→ **Directions**
As the answer, set down the lines below from the one containing "Query: traffic light" through the one containing "Can you find the person wearing", exactly and inclusively, and no others.

→ **Excerpted records**

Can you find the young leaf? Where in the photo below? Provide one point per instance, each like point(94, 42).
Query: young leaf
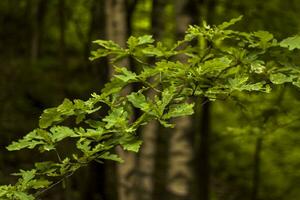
point(291, 42)
point(225, 25)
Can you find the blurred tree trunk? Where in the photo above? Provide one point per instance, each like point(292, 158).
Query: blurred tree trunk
point(204, 151)
point(154, 133)
point(116, 29)
point(179, 172)
point(62, 27)
point(256, 168)
point(206, 9)
point(40, 9)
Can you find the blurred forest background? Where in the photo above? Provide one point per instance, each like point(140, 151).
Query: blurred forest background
point(249, 151)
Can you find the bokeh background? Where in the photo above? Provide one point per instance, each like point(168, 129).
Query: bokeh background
point(238, 151)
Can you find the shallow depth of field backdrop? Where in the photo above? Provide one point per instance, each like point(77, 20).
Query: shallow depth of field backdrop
point(44, 51)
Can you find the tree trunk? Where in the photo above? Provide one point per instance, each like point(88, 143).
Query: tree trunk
point(37, 29)
point(62, 27)
point(256, 169)
point(180, 147)
point(116, 30)
point(204, 164)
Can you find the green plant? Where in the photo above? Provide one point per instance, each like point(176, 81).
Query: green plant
point(211, 62)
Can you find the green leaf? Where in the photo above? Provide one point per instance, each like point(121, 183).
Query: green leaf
point(280, 78)
point(131, 143)
point(291, 42)
point(133, 42)
point(110, 156)
point(23, 196)
point(117, 117)
point(225, 25)
point(29, 141)
point(216, 64)
point(61, 132)
point(179, 110)
point(124, 74)
point(138, 100)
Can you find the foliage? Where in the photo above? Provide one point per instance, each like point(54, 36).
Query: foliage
point(211, 61)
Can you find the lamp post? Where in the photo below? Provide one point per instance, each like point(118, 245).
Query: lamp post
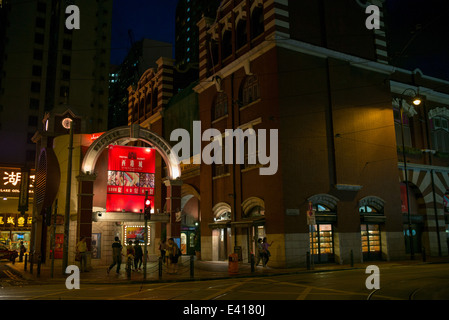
point(68, 124)
point(416, 102)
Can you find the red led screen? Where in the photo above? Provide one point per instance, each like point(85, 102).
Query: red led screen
point(130, 175)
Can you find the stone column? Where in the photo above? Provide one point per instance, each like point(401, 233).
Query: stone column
point(85, 203)
point(174, 207)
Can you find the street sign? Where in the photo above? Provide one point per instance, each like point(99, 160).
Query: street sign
point(311, 215)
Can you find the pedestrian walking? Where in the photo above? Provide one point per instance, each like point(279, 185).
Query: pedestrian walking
point(259, 251)
point(116, 255)
point(81, 250)
point(130, 254)
point(173, 256)
point(22, 249)
point(163, 250)
point(138, 255)
point(266, 252)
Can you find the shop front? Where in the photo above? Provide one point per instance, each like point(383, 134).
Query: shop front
point(15, 226)
point(372, 220)
point(14, 229)
point(321, 234)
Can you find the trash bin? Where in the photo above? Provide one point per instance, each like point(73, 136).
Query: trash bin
point(233, 266)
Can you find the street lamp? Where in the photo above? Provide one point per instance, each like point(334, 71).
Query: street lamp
point(68, 124)
point(416, 100)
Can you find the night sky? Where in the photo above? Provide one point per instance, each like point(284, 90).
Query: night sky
point(151, 19)
point(418, 30)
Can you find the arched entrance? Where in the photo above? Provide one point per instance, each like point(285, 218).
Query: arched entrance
point(122, 136)
point(190, 220)
point(417, 211)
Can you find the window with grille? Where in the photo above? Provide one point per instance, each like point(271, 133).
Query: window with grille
point(220, 106)
point(250, 90)
point(440, 133)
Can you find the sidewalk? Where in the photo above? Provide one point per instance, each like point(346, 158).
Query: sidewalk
point(203, 270)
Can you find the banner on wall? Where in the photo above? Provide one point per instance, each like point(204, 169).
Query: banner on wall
point(404, 204)
point(130, 176)
point(446, 201)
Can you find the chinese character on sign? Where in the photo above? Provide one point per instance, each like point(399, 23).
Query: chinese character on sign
point(10, 220)
point(21, 221)
point(12, 178)
point(32, 179)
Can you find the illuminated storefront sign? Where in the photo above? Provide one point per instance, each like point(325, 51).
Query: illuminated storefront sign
point(10, 220)
point(130, 177)
point(136, 233)
point(10, 182)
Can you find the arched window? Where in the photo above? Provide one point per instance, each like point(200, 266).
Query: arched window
point(241, 34)
point(226, 44)
point(440, 133)
point(367, 209)
point(154, 99)
point(257, 26)
point(148, 104)
point(250, 91)
point(220, 107)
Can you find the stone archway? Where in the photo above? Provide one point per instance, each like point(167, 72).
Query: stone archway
point(122, 136)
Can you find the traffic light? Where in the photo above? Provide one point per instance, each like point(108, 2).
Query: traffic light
point(147, 209)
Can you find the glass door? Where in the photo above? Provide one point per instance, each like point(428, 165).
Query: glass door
point(322, 243)
point(371, 244)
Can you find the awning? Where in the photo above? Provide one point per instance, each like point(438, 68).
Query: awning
point(373, 218)
point(248, 223)
point(220, 224)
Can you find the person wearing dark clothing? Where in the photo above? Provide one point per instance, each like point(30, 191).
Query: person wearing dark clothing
point(116, 255)
point(22, 251)
point(138, 255)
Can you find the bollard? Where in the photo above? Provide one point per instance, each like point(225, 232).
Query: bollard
point(252, 263)
point(38, 266)
point(31, 262)
point(352, 258)
point(128, 269)
point(160, 268)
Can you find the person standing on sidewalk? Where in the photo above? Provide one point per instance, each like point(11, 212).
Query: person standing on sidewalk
point(259, 249)
point(163, 249)
point(173, 256)
point(138, 255)
point(116, 255)
point(266, 252)
point(22, 251)
point(81, 249)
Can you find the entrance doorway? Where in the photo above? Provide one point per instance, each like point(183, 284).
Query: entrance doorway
point(371, 244)
point(322, 243)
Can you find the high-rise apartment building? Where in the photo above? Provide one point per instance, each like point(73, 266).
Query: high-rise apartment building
point(45, 65)
point(188, 13)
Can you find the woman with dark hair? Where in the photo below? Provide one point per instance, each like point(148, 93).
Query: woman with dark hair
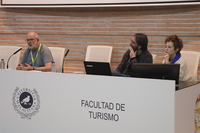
point(137, 53)
point(173, 46)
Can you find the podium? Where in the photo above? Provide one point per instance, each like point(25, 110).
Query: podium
point(45, 102)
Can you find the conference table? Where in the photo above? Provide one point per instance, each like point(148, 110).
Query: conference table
point(46, 102)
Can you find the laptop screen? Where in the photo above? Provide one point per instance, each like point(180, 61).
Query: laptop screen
point(97, 68)
point(156, 71)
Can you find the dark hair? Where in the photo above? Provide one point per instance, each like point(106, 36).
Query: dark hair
point(177, 42)
point(141, 40)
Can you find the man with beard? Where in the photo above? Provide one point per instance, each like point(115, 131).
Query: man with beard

→ **Task answer**
Query: traffic light
point(147, 209)
Can you find the glass door? Where in the photo above? Provide one point per instance, each like point(428, 165).
Query: glass door
point(322, 243)
point(371, 244)
Can you find the awning? Where in the photo above? Provide one point per instance, each like point(438, 68).
Query: awning
point(373, 218)
point(248, 223)
point(220, 224)
Can you find the person wearing dark clothing? Where in the photo above? Provide one point per instance, each like point(30, 191).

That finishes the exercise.